- [Objective A]
Please convert the records, from the line containing "Expected behaviour: for every instance of the cloud, pick" through the end of the records, into a Markdown table with the columns Row and Line, leaving out blank lines.
- [Objective B]
Carry on the forum thread about care packages for soldiers from where it stops.

- [Reading passage]
::::::::::

# Care packages for Soldiers



## salth2o (Sep 21, 2004)

I was at the post office last week and was behind a lady who was sending her son, who is serving in Iraq, a birthday present. Through our conversation she got pretty emotional about the whole deal and I told her that I truly appreciated what her son was doing for his country.

That encounter got me to thinking that during this Christmas season I should help someone out and send them a package. Nothing fancy, just a few items from home that would let them know my family and I are thinking of them and are thankful for their service. I do not have anyone close to me who is serving abroad in the military, but my father served in Vietnam and I can only imagine that he would have enjoyed a little comfort from home even if it was from a total stranger.

I know there are several organizations that are set up for this, but I would rather help out a 2cooler or 2coolers loved one. Kind of an "Adopt a 2Cool Soldier for the Holidays" sort of thing. 

I would like to get some responses from some of you who know of Soldiers with a 2cool connection and how/what to maybe send them.

::::::::::

- [Supplied records]

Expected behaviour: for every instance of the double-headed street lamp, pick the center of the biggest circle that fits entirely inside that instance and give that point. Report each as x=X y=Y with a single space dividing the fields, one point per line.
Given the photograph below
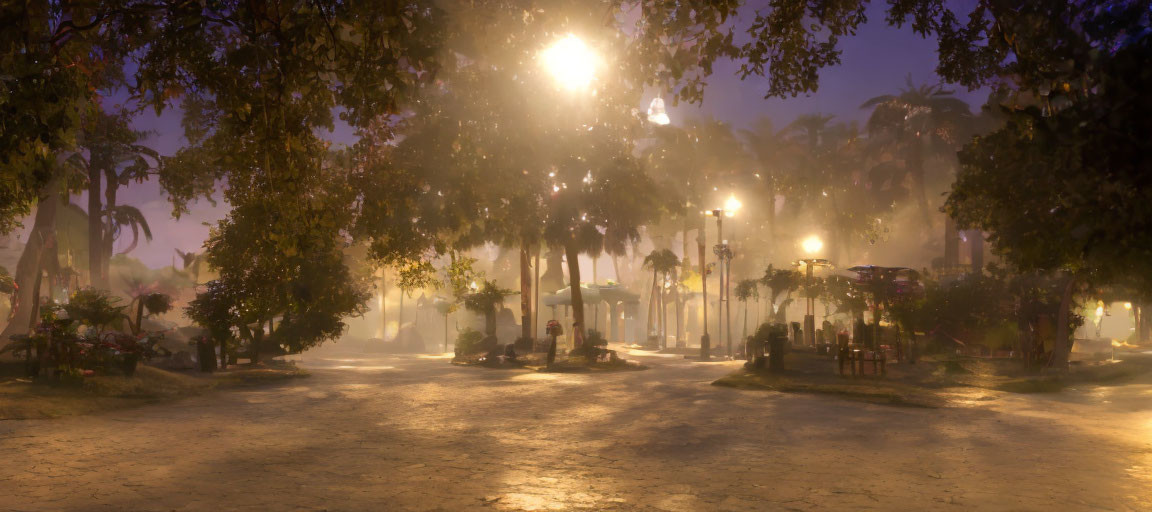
x=724 y=255
x=812 y=246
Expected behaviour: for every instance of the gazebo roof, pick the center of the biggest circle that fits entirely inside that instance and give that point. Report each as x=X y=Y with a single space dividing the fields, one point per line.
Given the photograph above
x=591 y=294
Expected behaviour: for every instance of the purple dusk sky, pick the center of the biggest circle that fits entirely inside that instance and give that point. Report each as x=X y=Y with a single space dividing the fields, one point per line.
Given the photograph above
x=876 y=61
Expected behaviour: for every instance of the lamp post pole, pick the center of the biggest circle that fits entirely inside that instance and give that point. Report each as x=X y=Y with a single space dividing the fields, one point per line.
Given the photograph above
x=700 y=242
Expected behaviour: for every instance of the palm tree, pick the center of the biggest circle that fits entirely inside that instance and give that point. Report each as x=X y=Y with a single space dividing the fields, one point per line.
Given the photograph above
x=919 y=122
x=148 y=300
x=781 y=281
x=771 y=152
x=445 y=307
x=662 y=263
x=121 y=217
x=747 y=290
x=111 y=151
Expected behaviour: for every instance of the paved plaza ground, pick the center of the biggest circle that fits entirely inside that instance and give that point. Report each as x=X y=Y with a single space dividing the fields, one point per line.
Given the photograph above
x=415 y=433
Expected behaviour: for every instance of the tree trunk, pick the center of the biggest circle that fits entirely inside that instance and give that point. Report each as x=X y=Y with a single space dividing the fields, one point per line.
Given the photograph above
x=652 y=306
x=950 y=243
x=139 y=315
x=224 y=352
x=1062 y=346
x=916 y=171
x=525 y=292
x=577 y=299
x=95 y=227
x=490 y=322
x=664 y=320
x=680 y=309
x=976 y=243
x=553 y=277
x=110 y=202
x=25 y=305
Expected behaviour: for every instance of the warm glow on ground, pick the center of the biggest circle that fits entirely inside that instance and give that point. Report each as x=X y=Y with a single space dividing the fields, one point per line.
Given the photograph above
x=812 y=245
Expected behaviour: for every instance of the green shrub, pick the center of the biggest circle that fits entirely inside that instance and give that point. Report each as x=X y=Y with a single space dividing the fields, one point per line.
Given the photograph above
x=470 y=341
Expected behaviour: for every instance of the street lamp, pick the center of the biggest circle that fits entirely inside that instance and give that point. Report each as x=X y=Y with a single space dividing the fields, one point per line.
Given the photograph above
x=812 y=247
x=724 y=255
x=657 y=112
x=570 y=62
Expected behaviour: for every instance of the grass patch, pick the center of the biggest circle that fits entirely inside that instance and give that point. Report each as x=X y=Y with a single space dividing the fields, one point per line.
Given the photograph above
x=872 y=391
x=580 y=366
x=23 y=399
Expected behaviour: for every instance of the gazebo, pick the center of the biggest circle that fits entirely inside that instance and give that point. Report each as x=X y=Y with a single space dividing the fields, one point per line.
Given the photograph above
x=622 y=305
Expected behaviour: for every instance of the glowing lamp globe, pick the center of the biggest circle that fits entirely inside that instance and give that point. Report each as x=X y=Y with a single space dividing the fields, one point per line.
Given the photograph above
x=570 y=62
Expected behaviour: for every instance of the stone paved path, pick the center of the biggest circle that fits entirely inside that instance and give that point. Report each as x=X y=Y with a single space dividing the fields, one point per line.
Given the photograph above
x=418 y=434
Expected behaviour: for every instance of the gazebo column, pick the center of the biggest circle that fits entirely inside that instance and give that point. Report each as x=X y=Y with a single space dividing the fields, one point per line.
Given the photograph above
x=614 y=321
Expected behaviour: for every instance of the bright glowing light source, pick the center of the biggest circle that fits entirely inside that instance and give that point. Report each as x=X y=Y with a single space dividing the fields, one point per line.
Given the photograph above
x=812 y=245
x=570 y=62
x=657 y=113
x=733 y=204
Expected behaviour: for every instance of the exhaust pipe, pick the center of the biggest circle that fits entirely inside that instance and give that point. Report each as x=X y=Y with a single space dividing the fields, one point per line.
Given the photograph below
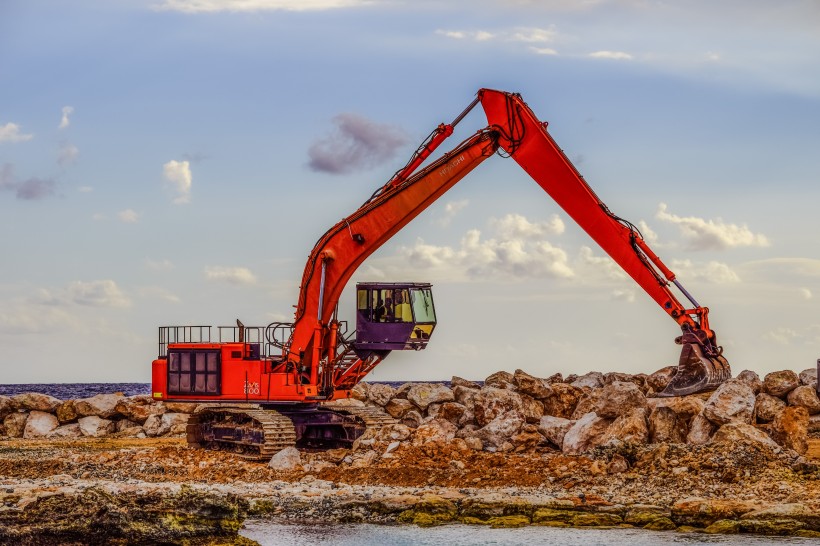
x=701 y=367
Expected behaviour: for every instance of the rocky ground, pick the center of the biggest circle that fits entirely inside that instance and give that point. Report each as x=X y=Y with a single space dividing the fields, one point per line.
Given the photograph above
x=613 y=459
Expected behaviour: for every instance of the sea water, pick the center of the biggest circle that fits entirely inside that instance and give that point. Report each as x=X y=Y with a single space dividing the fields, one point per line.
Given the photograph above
x=268 y=533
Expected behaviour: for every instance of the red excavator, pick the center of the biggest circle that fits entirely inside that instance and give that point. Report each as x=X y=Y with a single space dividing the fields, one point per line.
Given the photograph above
x=266 y=388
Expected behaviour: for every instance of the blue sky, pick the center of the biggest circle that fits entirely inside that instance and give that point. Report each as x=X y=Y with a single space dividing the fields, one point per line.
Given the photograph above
x=174 y=161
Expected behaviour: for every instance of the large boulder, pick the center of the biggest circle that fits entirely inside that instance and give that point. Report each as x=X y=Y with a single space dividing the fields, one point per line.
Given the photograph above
x=138 y=408
x=95 y=426
x=501 y=429
x=562 y=401
x=805 y=396
x=530 y=385
x=554 y=429
x=380 y=394
x=100 y=405
x=790 y=429
x=490 y=402
x=35 y=401
x=735 y=432
x=15 y=424
x=629 y=428
x=767 y=407
x=424 y=394
x=39 y=424
x=618 y=398
x=7 y=406
x=780 y=383
x=585 y=434
x=286 y=460
x=734 y=400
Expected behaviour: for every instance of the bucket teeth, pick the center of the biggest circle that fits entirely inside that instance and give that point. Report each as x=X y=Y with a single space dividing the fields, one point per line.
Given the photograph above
x=697 y=372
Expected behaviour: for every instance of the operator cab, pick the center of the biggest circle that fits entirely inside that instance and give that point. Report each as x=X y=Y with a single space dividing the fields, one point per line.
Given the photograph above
x=394 y=316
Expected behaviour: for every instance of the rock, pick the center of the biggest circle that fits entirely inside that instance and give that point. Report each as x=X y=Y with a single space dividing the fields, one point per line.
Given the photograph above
x=809 y=378
x=780 y=383
x=592 y=380
x=34 y=401
x=100 y=405
x=805 y=396
x=436 y=430
x=563 y=400
x=286 y=460
x=95 y=426
x=398 y=407
x=629 y=428
x=7 y=406
x=767 y=407
x=71 y=430
x=585 y=434
x=530 y=385
x=424 y=394
x=732 y=401
x=460 y=382
x=380 y=394
x=661 y=378
x=554 y=428
x=752 y=379
x=490 y=402
x=451 y=411
x=138 y=408
x=39 y=424
x=665 y=427
x=790 y=429
x=701 y=430
x=501 y=429
x=736 y=432
x=618 y=398
x=66 y=413
x=500 y=380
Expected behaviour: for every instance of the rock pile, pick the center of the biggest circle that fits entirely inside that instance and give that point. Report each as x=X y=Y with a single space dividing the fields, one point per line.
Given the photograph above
x=36 y=415
x=514 y=412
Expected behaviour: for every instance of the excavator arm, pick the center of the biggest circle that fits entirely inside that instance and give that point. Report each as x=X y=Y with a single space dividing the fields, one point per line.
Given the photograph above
x=514 y=128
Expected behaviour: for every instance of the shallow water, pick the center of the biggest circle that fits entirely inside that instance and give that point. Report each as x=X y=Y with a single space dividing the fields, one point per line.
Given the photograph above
x=268 y=533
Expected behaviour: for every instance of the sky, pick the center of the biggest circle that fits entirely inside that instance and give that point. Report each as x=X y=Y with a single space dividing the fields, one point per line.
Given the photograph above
x=173 y=162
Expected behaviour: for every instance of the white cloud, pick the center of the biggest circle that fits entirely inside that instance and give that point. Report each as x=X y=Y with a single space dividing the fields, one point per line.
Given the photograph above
x=232 y=275
x=64 y=121
x=128 y=216
x=712 y=272
x=710 y=234
x=10 y=132
x=178 y=175
x=212 y=6
x=101 y=293
x=614 y=55
x=68 y=154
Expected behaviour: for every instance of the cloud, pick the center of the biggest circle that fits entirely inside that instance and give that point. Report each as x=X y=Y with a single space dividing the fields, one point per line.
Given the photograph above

::::::::::

- [Written response A]
| Row | Line |
|---|---|
| 1 | Expected behaviour: for every instance of the cloud, pick the center of the biggest circle that fits entirely inside that instance and give that point. Report each as x=X y=Y with a single space dividing the fields, one point per line. |
| 2 | Given the photograph above |

- [Written response B]
-salth2o


----------



## SoccerMomma (Sep 20, 2006)

My classes at Santa Fe HS are sending packages out this year. WE have a small collection of items to send and a few names and addresses of our local kids. I also have the address of a 2coolers kiddo...if you'd like to join along with us, we'd love to have your support and you can even include a note (we can make sure your donations go directly to the 2cooler's kiddo). Anyway, if you are interested, PM me. 

I know our local post office lady always gives my email at school to people who come in to mail packages to their kiddos to make sure they are on our list. That might be a way for you to find someone as well. It's a great resource for me to get names and addresses.

Good luck.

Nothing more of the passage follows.